Input data ::
● ● ● ● ● ● ●

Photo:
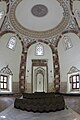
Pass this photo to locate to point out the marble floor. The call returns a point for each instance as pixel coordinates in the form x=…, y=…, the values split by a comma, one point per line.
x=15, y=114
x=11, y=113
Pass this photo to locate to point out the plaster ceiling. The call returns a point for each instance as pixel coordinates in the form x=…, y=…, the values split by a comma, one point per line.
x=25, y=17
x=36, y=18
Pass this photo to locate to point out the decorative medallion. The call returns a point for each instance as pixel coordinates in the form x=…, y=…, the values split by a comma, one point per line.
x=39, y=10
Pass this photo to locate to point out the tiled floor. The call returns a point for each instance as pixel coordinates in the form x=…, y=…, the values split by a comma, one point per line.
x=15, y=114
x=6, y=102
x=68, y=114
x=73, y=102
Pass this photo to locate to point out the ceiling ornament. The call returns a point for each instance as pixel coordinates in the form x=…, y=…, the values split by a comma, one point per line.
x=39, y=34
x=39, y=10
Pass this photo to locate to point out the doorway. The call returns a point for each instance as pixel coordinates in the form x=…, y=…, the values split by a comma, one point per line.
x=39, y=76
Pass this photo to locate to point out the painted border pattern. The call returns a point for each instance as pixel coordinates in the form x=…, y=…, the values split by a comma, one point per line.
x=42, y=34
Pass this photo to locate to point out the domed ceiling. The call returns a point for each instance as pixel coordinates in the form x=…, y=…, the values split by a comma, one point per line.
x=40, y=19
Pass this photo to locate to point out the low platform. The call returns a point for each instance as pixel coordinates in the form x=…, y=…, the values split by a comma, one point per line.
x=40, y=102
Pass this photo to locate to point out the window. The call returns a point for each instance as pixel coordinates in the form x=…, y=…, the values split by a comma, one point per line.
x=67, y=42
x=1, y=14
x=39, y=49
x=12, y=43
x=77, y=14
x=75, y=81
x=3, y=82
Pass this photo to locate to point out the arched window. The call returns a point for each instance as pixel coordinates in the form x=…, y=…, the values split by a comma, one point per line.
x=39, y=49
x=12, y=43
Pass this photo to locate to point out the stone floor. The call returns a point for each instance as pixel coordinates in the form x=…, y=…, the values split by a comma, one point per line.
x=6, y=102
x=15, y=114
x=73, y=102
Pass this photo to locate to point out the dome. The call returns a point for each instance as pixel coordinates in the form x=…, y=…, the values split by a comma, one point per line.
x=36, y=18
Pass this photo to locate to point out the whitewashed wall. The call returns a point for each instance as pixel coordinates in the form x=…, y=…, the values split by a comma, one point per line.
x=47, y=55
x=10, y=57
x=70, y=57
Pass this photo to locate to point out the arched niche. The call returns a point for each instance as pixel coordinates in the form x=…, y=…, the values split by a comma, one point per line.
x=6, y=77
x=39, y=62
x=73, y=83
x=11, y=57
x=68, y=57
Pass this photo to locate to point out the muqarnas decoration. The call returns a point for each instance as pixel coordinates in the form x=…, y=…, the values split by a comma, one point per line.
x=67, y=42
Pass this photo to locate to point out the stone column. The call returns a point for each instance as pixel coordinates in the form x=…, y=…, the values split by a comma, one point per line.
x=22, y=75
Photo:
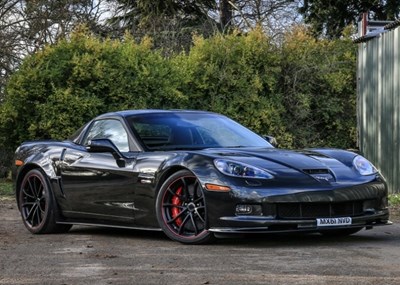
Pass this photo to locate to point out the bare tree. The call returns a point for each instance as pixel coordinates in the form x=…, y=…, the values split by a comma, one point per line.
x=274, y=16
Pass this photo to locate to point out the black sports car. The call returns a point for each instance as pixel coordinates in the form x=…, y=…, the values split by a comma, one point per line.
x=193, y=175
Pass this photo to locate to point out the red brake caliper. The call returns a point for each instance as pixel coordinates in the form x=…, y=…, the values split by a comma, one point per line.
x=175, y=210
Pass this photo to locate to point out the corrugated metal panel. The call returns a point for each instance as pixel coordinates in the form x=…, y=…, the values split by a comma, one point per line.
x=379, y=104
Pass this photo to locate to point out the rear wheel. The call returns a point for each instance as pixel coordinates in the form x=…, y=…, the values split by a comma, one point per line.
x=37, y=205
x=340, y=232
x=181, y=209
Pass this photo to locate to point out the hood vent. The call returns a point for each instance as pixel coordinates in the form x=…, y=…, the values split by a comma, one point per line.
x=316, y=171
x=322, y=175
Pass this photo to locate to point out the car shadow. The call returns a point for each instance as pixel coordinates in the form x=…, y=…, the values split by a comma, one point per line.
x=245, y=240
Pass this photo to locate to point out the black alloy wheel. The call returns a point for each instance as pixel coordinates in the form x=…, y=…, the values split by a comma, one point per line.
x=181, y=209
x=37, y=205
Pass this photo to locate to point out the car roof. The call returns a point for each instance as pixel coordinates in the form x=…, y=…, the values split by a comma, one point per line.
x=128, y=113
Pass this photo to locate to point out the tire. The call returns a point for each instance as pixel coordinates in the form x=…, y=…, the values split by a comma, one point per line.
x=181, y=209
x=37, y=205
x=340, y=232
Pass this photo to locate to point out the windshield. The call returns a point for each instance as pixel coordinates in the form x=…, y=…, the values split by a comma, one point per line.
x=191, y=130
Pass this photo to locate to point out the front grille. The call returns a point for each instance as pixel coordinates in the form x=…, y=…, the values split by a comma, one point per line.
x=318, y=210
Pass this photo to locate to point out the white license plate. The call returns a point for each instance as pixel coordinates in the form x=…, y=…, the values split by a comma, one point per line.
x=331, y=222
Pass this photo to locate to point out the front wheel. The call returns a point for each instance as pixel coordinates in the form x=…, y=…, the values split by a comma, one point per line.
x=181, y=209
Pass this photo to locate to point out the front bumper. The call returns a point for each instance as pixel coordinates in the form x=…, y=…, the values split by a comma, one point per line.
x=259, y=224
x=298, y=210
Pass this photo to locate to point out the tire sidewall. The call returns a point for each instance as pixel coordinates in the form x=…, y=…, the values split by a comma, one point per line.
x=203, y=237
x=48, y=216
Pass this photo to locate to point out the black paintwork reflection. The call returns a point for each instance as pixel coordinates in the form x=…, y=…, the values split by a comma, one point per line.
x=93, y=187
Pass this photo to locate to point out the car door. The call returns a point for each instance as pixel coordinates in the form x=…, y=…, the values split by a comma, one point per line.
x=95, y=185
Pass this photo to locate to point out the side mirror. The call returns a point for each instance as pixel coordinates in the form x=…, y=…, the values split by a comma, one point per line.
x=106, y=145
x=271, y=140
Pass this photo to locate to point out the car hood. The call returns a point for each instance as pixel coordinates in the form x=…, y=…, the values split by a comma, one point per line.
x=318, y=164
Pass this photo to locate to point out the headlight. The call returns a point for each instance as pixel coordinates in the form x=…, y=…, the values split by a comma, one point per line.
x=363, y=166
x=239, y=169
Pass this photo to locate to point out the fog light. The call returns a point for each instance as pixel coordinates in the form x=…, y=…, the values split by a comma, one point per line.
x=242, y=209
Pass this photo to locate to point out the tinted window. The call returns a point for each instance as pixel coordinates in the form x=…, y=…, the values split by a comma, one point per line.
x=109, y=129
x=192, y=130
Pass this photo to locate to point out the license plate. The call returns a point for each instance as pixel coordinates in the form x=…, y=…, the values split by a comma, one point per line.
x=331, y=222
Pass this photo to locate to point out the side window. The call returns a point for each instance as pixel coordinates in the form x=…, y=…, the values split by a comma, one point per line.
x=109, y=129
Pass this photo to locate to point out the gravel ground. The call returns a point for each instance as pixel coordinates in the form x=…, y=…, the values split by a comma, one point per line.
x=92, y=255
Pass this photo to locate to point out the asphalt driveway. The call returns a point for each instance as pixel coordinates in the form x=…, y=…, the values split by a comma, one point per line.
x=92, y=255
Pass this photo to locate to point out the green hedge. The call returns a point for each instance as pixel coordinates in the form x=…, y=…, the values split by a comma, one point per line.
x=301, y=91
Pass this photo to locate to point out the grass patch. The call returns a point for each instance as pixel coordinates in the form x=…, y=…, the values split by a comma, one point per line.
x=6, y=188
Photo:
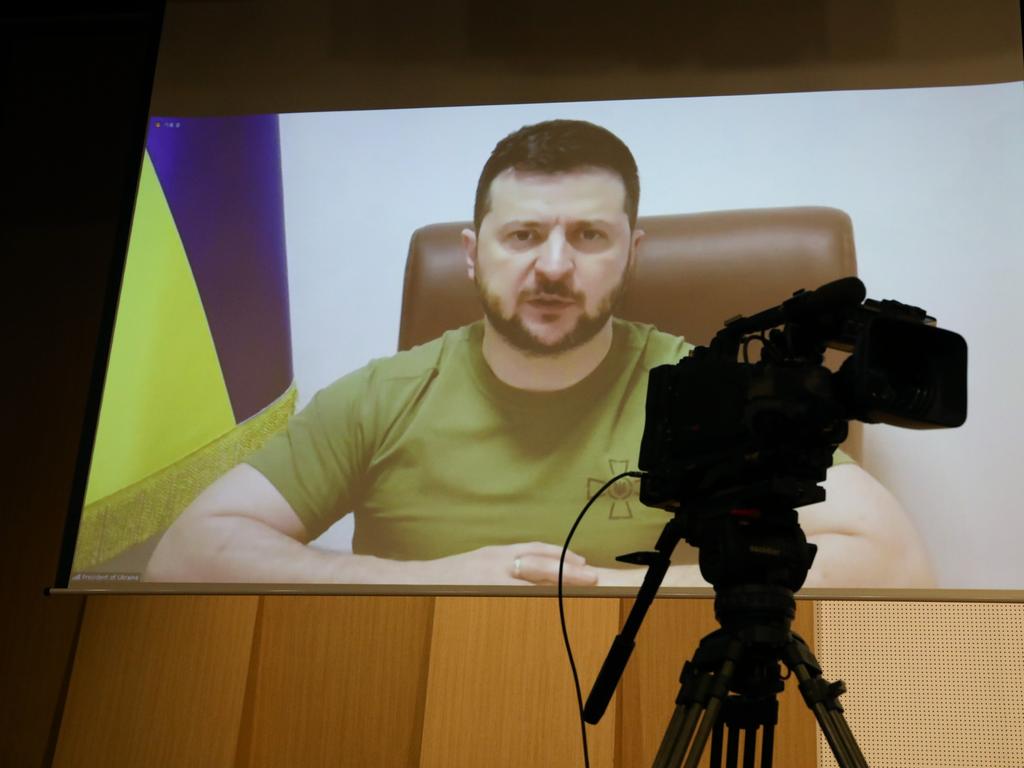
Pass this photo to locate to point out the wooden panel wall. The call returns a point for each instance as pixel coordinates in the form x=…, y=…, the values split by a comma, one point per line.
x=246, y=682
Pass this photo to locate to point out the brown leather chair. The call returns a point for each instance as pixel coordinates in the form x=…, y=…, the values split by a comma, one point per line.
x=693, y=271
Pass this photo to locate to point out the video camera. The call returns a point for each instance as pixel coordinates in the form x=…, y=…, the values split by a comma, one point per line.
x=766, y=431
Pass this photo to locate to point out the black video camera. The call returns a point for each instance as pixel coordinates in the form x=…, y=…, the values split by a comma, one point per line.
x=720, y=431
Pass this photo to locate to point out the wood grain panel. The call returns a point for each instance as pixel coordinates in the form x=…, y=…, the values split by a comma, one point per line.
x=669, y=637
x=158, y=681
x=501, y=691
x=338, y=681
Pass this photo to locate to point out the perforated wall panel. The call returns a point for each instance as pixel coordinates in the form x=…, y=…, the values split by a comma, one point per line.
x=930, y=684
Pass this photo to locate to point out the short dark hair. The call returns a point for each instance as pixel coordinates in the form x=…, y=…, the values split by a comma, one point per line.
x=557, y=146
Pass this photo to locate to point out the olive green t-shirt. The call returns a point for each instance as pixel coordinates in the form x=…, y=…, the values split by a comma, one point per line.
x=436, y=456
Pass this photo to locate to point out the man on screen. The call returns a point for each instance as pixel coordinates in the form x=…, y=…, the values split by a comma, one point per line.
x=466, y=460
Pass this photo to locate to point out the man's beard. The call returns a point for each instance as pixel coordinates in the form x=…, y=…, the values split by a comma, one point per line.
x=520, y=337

● ● ● ● ● ● ●

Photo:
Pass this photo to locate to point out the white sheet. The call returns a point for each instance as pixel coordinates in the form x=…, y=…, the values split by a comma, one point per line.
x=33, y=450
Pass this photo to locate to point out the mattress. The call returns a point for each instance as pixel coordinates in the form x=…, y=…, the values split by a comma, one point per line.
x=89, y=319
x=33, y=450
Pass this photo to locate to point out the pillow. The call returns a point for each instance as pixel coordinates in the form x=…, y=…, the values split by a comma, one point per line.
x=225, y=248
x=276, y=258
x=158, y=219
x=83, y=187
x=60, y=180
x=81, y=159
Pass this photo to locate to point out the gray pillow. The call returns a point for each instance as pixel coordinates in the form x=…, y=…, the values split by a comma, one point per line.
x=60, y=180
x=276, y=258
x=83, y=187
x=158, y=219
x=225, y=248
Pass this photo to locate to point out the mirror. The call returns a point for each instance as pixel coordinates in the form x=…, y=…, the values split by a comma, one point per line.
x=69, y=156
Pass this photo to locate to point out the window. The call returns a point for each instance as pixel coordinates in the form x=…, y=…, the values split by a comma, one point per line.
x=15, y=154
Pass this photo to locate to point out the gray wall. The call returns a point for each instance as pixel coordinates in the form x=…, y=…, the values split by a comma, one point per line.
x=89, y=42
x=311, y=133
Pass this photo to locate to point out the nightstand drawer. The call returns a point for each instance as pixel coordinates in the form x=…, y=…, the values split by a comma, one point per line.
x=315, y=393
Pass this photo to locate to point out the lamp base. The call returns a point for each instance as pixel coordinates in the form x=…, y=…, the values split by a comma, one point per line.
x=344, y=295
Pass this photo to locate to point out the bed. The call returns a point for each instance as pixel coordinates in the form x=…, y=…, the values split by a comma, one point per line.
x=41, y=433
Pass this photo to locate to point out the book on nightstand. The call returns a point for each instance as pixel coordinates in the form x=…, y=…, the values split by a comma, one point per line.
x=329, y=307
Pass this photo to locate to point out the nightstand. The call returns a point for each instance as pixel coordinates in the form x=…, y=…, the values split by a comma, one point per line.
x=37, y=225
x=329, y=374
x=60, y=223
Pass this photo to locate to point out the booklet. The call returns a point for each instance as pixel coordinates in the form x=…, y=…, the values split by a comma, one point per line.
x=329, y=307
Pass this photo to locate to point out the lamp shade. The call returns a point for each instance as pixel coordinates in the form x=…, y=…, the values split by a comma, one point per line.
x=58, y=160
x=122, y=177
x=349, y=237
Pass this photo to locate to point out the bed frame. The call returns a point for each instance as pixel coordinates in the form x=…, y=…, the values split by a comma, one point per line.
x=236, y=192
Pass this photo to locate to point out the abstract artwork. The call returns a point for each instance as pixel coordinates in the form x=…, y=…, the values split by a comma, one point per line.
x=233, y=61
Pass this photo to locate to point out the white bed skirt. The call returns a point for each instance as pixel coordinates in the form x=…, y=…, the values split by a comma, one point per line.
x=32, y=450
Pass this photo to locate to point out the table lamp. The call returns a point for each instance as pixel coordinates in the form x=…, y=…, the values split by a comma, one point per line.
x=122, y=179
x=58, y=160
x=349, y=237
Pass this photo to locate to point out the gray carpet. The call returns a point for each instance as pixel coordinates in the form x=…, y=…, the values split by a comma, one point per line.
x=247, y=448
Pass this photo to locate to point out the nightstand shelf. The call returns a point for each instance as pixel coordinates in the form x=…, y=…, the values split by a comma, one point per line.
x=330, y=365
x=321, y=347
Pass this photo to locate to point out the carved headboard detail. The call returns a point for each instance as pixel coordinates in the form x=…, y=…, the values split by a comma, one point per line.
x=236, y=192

● ● ● ● ● ● ●

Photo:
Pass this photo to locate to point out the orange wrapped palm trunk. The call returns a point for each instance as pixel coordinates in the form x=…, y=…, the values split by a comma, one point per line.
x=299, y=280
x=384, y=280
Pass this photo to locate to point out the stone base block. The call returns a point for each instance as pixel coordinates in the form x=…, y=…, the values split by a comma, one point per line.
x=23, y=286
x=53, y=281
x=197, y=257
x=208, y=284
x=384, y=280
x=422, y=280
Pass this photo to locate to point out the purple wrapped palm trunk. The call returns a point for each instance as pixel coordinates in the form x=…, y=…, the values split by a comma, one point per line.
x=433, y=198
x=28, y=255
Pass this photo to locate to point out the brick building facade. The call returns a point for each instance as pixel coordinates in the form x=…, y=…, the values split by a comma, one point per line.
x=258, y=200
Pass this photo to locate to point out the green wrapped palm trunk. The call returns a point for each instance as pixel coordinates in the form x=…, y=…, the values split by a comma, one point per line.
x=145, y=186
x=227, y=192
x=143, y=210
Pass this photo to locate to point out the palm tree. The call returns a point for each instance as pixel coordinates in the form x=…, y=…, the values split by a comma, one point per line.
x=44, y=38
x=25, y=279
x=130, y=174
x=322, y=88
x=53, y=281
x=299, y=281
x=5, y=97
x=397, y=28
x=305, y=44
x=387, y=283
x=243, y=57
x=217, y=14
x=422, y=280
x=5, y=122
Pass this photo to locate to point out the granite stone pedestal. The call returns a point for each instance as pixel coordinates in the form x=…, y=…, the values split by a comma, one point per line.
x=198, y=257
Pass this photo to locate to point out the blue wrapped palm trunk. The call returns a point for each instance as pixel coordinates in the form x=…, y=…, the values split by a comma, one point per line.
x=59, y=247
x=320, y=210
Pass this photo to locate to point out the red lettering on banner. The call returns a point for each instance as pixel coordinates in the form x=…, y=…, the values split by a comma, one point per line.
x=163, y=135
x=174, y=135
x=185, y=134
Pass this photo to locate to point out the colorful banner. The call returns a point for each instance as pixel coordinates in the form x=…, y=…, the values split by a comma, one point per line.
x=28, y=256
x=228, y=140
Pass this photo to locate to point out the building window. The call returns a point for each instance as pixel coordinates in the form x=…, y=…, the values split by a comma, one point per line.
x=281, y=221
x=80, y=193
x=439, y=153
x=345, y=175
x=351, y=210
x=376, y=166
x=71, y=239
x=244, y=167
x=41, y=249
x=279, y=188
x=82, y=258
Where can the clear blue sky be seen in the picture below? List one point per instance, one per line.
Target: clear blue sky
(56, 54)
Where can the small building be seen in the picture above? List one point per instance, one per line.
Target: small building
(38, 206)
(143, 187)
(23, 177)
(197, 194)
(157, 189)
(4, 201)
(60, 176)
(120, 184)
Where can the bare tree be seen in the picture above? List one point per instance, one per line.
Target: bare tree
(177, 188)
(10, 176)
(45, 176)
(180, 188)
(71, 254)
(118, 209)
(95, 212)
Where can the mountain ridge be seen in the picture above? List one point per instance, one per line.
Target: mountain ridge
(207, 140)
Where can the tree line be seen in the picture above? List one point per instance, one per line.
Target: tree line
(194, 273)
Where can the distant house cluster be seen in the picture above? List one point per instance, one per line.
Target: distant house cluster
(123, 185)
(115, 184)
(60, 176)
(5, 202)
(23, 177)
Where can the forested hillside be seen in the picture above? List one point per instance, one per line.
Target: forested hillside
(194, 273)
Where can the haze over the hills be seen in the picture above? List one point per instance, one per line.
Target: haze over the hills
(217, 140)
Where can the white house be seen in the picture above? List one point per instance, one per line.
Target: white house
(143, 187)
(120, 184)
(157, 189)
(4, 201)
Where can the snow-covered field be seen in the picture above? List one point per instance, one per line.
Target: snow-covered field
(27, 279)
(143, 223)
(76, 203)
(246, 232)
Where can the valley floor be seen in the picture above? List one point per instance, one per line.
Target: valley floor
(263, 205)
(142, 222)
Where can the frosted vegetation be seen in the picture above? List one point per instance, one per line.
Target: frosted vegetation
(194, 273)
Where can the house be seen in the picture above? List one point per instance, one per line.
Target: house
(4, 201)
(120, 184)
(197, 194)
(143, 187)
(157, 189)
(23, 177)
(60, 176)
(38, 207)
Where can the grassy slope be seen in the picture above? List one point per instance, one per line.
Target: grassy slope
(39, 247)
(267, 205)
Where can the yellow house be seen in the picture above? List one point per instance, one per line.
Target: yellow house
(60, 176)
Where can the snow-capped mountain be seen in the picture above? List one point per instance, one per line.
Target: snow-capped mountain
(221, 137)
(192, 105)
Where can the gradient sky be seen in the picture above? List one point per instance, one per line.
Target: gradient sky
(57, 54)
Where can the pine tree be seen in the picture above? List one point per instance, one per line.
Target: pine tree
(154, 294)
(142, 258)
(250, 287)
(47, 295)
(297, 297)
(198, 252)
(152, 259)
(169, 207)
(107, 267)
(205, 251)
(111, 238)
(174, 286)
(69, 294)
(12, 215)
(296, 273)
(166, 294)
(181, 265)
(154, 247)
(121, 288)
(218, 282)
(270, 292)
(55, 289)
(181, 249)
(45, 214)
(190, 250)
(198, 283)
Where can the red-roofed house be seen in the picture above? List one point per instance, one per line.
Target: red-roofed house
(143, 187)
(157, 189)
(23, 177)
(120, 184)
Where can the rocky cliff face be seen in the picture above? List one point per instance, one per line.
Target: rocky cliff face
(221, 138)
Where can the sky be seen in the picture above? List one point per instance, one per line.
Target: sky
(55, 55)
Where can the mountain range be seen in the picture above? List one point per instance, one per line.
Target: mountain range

● ● ● ● ● ● ●

Exercise description ::
Wherever the line holding "Target: tree line" falls in the entries above, copy exactly from it through the line holding "Where can the pine", inclusive, and add nothing.

Output for this exercise ::
Target: tree line
(194, 273)
Where can the distant house cluster be seen in the picture above? List one point per instance, one per line.
Target: distant house cluster
(123, 185)
(115, 184)
(60, 176)
(5, 202)
(23, 177)
Where can the forested hillside be seen in the picture above? List one point per instance, one per line.
Target: forested hillside
(194, 273)
Where can the haze over the hills be seen in the picture above? List one point per instance, one per line.
Target: haze over the hills
(217, 140)
Where can the white house be seen in the picture above? List one point per instance, one per line.
Target: white house
(143, 187)
(120, 184)
(157, 189)
(4, 201)
Where can the snow-covered field be seen in the picture above? List one point per instance, one per line.
Target: snow-covered field
(27, 279)
(143, 223)
(76, 203)
(246, 232)
Where can the valley floor be seen in the picture above? List one point per instance, one per line.
Target: valley floor
(263, 205)
(142, 222)
Where can the frosted vegetation be seen in the picture above? List one point per instance, one per line.
Target: frosted vegetation
(194, 273)
Where can the house be seen in the picture above? List one point per instance, one per line.
Target: house
(4, 201)
(120, 184)
(197, 194)
(143, 187)
(157, 189)
(23, 177)
(60, 176)
(38, 207)
Where can the grassy slope be seen in the picture above? List one point per instance, one per line.
Target: grassy slope
(39, 247)
(267, 205)
Where can the yellow house be seen in the picture above? List one point per instance, one per line.
Target: yellow house
(60, 176)
Where can the snow-capped mountain be seen in the picture above? List one point per instance, one per line.
Target: snow-capped mountain
(221, 137)
(192, 105)
Where can the gradient sky be seen in the picture above? List one point per instance, one per line.
Target: gradient sky
(57, 54)
Where can the pine tree be seen in the picture above? List one point per instance, one per line.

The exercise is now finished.